> [Data section]
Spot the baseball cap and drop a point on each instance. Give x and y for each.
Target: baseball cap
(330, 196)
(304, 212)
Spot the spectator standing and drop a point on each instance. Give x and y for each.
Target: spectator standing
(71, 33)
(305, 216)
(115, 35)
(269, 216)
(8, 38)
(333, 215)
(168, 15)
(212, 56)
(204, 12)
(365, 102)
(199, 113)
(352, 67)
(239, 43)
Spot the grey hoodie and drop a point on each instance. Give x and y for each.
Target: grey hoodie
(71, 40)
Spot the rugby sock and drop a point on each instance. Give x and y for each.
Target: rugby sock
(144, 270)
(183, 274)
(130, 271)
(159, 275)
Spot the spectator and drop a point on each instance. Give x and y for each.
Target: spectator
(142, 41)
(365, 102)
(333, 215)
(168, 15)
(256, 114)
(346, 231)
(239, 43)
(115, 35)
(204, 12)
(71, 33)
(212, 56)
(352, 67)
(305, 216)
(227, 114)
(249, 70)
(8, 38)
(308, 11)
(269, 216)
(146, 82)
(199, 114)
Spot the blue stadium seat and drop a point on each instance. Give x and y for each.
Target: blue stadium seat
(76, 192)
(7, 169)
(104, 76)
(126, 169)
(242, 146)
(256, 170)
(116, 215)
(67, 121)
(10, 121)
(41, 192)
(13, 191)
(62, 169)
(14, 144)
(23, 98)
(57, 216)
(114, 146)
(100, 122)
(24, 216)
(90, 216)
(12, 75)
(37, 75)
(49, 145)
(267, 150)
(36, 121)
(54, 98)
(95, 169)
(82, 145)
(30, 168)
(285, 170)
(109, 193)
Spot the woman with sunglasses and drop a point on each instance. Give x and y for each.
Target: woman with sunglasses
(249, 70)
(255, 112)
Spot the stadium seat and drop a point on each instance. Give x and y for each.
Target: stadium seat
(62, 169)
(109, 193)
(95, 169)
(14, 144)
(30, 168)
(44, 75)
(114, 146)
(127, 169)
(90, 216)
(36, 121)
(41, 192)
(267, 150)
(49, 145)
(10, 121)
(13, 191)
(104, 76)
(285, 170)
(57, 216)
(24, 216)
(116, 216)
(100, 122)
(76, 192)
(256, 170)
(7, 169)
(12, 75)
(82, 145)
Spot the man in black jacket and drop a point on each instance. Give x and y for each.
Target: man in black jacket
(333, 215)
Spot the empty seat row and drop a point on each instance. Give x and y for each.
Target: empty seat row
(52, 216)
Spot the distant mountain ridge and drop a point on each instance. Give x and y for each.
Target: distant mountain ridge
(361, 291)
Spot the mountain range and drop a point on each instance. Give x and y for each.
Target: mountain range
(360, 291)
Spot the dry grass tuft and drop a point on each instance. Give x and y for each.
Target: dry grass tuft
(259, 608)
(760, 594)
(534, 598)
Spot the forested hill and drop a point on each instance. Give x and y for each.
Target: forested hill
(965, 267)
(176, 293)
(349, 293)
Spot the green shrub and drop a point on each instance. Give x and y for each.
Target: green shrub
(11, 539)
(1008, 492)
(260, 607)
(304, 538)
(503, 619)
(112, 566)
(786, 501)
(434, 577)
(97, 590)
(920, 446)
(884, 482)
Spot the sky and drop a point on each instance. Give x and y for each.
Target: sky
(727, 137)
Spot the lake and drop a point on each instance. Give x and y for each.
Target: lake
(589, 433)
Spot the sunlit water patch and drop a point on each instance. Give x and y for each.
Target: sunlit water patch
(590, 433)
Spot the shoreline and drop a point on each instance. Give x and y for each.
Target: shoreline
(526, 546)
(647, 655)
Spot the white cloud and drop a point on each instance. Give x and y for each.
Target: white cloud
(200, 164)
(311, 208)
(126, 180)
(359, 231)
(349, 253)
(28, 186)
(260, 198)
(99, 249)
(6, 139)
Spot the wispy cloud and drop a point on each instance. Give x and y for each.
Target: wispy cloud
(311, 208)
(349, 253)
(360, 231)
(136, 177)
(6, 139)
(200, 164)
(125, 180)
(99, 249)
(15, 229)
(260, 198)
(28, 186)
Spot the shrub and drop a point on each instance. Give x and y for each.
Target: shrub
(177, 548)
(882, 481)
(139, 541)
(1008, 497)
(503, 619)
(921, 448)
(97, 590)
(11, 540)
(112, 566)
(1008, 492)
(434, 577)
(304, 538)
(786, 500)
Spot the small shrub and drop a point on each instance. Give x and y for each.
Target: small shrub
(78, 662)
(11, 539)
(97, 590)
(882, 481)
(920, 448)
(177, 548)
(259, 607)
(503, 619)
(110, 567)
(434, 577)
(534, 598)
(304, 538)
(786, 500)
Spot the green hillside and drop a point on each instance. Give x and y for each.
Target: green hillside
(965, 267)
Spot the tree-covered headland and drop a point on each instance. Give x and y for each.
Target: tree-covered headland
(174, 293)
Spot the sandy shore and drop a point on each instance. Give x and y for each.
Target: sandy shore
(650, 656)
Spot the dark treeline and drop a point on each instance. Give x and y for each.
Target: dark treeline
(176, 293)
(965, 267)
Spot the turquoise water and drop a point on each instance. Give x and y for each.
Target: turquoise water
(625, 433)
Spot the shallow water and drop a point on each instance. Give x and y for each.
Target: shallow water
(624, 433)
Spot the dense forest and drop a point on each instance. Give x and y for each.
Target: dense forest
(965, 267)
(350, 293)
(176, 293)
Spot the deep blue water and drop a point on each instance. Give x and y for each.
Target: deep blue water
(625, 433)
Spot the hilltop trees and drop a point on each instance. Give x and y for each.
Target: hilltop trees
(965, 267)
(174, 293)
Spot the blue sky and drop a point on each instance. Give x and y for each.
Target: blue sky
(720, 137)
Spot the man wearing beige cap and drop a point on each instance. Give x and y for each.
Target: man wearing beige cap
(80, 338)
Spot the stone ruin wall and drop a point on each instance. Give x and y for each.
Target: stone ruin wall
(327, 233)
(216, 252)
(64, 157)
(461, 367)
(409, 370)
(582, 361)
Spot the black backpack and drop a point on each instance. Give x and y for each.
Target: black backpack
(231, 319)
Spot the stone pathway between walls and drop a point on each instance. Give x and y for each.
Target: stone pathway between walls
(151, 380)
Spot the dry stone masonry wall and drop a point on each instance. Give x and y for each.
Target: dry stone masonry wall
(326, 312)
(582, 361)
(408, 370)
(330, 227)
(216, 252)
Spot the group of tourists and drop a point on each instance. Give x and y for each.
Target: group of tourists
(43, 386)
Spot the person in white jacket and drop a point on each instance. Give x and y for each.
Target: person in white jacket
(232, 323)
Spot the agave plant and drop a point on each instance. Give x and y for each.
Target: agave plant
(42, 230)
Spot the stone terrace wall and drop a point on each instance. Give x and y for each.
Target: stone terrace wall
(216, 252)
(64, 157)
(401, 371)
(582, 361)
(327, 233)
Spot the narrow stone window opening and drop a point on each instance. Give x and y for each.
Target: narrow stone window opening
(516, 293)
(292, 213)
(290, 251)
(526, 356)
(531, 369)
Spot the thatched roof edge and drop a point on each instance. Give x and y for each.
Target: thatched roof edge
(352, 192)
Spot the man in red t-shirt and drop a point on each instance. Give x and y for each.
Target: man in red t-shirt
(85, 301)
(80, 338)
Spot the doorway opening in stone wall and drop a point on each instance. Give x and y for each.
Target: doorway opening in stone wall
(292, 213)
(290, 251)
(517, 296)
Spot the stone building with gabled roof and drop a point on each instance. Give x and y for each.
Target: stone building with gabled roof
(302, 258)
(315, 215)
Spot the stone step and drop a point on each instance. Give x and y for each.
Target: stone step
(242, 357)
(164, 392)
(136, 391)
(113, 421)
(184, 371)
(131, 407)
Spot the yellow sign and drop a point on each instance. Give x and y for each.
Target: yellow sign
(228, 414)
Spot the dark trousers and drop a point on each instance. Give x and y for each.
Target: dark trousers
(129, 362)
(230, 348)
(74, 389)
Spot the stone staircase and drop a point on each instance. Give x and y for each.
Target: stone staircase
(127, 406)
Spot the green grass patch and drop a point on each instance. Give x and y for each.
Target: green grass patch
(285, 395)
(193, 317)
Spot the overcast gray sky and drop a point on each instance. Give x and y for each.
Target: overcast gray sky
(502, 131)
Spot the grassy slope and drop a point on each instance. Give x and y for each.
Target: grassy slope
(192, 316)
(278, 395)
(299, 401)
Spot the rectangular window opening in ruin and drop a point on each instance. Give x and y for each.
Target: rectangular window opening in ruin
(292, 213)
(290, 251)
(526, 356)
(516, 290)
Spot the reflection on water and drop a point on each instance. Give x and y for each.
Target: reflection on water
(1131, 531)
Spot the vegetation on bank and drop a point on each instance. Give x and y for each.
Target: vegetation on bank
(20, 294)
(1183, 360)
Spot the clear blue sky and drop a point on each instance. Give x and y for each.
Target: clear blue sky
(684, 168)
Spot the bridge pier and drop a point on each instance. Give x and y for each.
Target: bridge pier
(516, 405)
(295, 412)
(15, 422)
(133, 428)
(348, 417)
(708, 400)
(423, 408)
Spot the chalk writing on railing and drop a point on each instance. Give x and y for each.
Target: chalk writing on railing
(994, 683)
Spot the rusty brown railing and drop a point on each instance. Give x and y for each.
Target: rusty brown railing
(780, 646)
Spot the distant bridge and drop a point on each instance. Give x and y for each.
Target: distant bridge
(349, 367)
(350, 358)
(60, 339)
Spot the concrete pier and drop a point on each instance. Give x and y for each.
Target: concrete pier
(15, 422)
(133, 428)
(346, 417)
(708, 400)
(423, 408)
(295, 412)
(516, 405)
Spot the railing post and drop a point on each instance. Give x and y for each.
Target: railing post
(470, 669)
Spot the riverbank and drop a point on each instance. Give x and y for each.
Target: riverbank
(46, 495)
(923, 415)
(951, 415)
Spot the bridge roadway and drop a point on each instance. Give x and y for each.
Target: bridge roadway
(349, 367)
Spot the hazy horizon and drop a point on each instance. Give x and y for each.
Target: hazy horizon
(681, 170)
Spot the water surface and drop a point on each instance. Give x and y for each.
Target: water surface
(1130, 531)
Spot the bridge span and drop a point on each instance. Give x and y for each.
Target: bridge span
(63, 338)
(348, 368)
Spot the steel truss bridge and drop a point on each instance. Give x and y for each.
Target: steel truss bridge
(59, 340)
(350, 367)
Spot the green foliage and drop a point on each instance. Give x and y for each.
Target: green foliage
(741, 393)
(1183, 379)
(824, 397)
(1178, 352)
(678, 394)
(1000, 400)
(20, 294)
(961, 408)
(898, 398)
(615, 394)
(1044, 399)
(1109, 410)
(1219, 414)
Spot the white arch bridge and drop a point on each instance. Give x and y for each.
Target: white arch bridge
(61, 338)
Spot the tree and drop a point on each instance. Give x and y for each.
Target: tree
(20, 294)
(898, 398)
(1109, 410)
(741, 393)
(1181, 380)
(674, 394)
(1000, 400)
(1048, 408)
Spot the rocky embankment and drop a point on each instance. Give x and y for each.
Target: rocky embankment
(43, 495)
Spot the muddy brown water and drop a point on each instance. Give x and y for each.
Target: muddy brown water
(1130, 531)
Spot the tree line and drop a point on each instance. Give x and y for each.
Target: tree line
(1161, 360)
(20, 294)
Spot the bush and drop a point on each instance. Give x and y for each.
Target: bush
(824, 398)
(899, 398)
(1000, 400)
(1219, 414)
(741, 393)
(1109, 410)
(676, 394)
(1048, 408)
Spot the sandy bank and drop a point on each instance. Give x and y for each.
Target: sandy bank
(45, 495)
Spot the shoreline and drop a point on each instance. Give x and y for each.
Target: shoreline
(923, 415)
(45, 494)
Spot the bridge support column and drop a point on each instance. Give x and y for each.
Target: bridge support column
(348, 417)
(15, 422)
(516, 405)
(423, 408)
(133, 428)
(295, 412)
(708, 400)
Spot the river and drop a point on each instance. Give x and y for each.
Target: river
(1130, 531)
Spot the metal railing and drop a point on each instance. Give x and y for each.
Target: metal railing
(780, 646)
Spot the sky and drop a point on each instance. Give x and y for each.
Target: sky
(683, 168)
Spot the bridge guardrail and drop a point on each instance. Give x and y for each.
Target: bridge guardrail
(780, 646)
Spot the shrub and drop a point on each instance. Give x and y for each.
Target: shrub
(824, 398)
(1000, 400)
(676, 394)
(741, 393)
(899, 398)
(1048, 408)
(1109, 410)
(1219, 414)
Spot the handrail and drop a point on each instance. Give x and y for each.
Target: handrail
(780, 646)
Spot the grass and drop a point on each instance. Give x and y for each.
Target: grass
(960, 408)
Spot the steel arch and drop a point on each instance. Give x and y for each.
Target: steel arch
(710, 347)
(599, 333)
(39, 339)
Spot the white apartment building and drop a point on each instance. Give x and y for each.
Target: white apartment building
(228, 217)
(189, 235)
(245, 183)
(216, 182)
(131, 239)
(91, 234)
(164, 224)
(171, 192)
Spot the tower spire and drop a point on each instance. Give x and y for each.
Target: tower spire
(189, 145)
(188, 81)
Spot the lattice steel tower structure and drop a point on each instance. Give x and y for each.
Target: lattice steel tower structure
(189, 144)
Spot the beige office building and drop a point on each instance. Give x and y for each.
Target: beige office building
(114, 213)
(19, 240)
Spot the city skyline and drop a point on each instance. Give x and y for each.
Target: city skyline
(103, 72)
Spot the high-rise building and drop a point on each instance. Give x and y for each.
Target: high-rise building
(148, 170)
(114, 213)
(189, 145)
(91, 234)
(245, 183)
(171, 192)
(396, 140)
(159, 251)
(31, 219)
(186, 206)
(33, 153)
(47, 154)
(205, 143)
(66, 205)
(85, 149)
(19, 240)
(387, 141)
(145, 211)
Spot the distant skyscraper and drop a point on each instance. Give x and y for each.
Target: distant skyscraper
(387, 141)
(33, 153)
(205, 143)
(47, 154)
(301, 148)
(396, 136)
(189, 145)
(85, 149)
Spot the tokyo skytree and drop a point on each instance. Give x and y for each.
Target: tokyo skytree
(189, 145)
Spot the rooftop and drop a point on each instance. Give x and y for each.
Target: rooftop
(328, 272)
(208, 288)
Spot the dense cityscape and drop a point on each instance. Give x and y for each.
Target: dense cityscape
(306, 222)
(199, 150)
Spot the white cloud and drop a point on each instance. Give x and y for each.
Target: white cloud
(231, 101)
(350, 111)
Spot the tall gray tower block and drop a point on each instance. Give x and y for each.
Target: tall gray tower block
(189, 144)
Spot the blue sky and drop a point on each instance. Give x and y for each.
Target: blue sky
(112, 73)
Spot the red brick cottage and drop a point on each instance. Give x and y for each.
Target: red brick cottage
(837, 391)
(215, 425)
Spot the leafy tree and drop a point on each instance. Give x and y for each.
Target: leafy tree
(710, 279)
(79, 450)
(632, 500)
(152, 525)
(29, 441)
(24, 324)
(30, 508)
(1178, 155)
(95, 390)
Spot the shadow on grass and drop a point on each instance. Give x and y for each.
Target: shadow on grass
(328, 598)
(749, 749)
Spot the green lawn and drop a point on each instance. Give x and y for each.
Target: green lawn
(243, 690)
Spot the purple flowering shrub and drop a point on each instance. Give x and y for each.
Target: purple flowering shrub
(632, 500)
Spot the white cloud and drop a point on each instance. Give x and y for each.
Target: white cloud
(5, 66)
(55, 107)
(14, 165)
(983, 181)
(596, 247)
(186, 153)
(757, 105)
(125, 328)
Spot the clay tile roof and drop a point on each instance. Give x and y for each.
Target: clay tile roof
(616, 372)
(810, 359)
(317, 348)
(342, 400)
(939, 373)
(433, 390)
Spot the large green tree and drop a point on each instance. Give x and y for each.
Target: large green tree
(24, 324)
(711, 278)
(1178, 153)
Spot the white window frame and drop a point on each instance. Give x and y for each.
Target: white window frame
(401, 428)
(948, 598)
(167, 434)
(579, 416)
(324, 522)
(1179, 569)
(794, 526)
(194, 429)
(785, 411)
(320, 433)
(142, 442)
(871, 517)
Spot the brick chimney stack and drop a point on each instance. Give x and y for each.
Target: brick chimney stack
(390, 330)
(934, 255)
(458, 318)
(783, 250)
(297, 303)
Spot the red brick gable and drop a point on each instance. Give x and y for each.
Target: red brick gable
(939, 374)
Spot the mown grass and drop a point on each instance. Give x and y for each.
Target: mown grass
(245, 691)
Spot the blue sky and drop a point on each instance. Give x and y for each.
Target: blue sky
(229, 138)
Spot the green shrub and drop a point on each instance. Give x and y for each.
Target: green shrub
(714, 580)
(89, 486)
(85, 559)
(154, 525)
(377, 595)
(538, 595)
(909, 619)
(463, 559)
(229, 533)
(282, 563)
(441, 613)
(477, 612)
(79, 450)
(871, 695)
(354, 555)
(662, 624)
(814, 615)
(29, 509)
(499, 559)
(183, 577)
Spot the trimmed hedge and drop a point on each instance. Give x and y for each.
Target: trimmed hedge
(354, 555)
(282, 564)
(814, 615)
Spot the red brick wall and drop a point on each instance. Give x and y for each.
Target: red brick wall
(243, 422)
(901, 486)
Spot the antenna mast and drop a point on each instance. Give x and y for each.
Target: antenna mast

> [Goal] Restate the final lines of the listing above word for word, beginning at the line that contains "Spot the large".

> [Result of the exercise]
Spot the large green tree and drop a point on each instance. Give x and y for each.
Target: large green tree
(24, 324)
(711, 278)
(1178, 153)
Spot the white window frame and drop a point on each instance. Give x and y for each.
Target: white window frame
(401, 428)
(948, 598)
(167, 434)
(579, 416)
(324, 522)
(1179, 569)
(794, 526)
(194, 429)
(785, 411)
(320, 433)
(142, 442)
(871, 517)
Spot the brick chimney stack and drop a point on each instance. Give x and y for each.
Target: brick chimney stack
(390, 330)
(934, 255)
(458, 318)
(783, 250)
(297, 303)
Spot the red brick gable and drop a point on each instance. Give x and y for each.
Target: red brick gable
(939, 374)
Spot the mown grass and drop a point on each instance. Give x and y for each.
Target: mown grass
(245, 691)
Spot the blue sky and drop a point on each instance. Give x and y for each.
Target: blue sky
(229, 138)
Spot the green shrub and drop a point on each instance. Give x and y for each.
Target: green shrub
(714, 580)
(89, 486)
(85, 559)
(154, 525)
(377, 595)
(538, 595)
(909, 619)
(463, 559)
(229, 533)
(282, 563)
(441, 613)
(477, 612)
(79, 450)
(871, 695)
(354, 555)
(662, 624)
(814, 615)
(29, 509)
(499, 559)
(183, 577)
Spot the trimmed hedge and drop a point on each instance. Give x and y for each.
Target: trimmed hedge
(354, 555)
(282, 564)
(814, 615)
Spot the red brick wall and drop a point on each instance. Give x and y for each.
Target: red brick wall
(243, 422)
(901, 486)
Spot the antenna mast and drop a point on each instance. Give x and y for each.
Target: antenna mast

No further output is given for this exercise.